§ **TASK BRIEF**
Extract the line that contains "Identify the pigeon" and every line after it to the end of the records below, exactly as written and nothing else.

* BEGIN *

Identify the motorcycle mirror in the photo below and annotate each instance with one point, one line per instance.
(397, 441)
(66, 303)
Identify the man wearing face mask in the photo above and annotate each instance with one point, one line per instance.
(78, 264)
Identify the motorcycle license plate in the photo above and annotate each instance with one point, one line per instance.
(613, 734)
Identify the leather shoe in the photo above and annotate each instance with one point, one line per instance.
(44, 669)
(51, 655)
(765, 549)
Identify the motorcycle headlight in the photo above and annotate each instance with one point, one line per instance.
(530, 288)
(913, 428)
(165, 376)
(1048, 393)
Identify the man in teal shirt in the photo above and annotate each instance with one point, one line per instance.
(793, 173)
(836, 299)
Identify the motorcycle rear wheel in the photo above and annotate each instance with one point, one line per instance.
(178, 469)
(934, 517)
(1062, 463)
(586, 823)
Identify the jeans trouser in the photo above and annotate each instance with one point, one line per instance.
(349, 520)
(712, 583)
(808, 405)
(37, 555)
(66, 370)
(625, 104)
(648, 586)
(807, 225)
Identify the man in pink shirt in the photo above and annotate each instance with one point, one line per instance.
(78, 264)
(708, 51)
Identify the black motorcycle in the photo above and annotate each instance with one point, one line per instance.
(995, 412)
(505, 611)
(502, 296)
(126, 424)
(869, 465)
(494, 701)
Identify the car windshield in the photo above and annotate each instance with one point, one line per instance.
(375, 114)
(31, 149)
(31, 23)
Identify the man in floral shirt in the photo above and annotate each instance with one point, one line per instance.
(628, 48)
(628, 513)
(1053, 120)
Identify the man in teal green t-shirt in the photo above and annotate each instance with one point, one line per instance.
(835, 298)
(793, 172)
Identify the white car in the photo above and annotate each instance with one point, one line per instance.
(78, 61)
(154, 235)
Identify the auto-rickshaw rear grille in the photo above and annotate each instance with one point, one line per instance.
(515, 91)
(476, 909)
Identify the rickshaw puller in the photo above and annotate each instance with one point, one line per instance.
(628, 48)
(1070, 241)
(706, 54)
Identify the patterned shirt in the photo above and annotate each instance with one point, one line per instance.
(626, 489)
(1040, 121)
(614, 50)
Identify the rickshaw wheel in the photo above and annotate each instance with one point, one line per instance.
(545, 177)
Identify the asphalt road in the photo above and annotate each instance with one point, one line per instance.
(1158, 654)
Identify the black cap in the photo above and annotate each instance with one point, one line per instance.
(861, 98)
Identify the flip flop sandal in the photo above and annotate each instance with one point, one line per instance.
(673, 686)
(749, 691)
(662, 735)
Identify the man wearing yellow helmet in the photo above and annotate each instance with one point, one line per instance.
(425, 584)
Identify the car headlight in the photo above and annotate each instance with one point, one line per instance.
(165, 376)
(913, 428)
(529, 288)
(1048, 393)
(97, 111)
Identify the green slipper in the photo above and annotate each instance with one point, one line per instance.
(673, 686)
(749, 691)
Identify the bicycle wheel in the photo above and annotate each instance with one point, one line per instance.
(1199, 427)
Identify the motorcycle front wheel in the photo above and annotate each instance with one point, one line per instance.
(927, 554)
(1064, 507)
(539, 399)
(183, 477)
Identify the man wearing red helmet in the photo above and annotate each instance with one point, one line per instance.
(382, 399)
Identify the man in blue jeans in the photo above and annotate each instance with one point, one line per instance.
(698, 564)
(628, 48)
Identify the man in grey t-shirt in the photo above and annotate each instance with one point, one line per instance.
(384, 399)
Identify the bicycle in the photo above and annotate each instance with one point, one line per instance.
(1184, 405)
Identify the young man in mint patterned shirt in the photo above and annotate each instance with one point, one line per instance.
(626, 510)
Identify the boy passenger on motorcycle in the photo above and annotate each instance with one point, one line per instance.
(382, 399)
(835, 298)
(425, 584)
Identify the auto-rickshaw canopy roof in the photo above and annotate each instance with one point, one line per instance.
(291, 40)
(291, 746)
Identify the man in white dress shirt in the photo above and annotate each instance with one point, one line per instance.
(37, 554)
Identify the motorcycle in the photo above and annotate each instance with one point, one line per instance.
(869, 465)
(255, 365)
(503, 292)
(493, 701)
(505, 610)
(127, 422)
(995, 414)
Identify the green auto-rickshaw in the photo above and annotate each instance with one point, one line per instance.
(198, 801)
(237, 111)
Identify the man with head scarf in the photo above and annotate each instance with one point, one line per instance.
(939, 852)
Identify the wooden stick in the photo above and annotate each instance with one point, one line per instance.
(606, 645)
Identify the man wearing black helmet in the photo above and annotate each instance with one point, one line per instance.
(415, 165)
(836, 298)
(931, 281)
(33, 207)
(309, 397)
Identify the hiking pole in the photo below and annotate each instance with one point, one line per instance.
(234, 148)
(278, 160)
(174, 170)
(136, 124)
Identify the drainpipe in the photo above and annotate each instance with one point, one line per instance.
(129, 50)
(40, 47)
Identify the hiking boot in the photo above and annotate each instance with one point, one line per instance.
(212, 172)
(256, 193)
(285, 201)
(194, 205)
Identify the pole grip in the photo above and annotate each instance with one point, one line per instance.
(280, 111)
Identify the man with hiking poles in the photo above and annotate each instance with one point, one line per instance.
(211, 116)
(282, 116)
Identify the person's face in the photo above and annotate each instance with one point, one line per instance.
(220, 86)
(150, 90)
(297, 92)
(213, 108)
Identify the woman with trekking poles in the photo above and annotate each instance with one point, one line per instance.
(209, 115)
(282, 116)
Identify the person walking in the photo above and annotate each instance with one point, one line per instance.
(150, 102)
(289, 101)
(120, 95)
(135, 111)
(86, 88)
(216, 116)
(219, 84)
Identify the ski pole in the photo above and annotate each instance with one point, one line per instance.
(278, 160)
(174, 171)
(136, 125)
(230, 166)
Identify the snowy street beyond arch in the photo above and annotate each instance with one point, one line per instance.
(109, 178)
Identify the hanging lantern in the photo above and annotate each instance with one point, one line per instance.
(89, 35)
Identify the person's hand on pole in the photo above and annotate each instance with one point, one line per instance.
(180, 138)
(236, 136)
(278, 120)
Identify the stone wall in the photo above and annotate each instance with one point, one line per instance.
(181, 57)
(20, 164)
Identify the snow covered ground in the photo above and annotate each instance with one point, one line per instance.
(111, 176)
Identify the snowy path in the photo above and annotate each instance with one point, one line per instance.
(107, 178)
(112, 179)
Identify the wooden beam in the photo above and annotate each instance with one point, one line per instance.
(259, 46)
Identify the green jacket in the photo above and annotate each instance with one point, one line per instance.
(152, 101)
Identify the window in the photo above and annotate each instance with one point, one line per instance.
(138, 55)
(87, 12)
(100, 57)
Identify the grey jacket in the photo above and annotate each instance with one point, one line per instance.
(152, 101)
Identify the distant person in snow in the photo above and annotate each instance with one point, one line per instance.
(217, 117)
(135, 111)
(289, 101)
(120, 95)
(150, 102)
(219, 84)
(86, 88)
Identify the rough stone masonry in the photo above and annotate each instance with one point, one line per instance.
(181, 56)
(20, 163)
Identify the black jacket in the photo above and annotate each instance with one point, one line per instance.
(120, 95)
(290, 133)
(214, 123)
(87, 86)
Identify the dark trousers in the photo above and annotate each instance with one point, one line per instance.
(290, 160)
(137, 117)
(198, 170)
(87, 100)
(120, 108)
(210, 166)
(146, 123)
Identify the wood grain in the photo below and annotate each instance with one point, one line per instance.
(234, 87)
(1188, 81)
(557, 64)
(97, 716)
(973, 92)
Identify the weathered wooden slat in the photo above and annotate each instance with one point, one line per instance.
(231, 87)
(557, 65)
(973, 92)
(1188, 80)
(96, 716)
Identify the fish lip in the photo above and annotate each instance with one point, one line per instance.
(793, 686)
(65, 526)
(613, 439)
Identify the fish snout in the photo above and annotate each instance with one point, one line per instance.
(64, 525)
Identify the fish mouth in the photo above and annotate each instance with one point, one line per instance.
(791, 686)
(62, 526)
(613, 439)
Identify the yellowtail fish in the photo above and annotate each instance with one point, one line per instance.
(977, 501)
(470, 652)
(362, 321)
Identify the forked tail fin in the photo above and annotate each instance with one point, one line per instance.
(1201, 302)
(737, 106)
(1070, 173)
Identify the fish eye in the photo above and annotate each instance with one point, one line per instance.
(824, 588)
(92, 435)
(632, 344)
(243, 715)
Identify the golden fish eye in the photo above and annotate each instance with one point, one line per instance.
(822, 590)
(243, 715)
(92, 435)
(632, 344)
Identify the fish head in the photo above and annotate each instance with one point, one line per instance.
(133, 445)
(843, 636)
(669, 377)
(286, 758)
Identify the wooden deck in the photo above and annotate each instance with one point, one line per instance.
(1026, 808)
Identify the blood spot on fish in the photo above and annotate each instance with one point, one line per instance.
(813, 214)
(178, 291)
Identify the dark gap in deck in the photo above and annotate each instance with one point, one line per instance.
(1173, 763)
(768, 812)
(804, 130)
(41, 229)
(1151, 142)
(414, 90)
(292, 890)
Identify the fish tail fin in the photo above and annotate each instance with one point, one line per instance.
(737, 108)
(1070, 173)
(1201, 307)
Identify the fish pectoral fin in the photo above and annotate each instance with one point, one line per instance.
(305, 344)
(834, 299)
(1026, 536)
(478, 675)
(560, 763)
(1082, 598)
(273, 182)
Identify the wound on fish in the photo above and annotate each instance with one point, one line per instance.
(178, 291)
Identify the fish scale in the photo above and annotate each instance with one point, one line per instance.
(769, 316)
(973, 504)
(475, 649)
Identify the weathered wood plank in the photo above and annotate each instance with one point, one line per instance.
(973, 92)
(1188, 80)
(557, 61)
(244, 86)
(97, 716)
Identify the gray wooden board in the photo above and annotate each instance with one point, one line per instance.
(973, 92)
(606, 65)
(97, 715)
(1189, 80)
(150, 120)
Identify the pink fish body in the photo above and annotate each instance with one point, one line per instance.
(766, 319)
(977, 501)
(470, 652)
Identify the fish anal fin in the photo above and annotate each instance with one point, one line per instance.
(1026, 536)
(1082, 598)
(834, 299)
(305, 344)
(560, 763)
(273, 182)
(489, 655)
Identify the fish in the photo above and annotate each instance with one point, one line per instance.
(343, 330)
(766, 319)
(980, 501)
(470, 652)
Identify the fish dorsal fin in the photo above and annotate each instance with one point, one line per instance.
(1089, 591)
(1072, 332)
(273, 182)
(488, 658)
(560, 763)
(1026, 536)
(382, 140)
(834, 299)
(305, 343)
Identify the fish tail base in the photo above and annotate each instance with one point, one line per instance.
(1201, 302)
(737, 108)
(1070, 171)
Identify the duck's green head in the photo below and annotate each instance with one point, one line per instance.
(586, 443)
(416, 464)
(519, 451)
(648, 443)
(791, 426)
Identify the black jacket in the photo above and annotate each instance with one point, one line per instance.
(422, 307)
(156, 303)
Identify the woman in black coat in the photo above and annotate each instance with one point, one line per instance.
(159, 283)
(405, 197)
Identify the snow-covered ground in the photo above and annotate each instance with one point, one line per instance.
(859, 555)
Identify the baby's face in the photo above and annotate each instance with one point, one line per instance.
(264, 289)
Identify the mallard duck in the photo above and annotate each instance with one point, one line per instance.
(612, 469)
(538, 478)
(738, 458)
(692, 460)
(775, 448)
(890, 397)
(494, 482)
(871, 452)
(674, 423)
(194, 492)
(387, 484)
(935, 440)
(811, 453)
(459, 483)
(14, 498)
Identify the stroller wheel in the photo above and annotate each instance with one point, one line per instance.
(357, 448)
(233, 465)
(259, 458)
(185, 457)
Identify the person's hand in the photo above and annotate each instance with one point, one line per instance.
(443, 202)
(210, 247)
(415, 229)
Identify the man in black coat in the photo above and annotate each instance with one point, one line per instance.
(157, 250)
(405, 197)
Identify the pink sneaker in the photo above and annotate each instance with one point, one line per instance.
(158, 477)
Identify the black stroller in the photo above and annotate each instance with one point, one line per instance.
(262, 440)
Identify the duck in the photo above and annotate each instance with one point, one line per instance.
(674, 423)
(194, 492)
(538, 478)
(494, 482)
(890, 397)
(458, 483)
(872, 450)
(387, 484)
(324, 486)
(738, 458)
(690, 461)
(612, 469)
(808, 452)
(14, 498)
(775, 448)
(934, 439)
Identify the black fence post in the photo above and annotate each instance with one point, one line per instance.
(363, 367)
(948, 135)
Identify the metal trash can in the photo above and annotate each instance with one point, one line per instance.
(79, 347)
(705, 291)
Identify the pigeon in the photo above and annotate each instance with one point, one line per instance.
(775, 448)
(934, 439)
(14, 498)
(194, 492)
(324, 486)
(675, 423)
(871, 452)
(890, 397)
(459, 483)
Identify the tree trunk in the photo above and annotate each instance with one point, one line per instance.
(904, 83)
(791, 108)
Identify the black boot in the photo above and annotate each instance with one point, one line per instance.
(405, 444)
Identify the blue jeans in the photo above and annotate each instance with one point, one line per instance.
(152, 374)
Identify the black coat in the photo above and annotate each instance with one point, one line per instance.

* END *

§ **RESULT OF THIS TASK**
Identify the pigeon in the photo above and annotate each instance with one point, one line per instance.
(775, 448)
(934, 439)
(14, 498)
(194, 492)
(324, 486)
(675, 423)
(871, 452)
(890, 397)
(459, 483)
Identify the tree trunk in the photo above and annotate each instance with one point, one line per instance.
(904, 83)
(791, 108)
Identify the black boot in the photo above and annotate each instance with one point, one line per instance.
(405, 444)
Identify the blue jeans in the photo above and annotate each instance with one point, one line per instance.
(152, 374)
Identify the black coat in the photo above and annotate each instance with one point, one line per instance.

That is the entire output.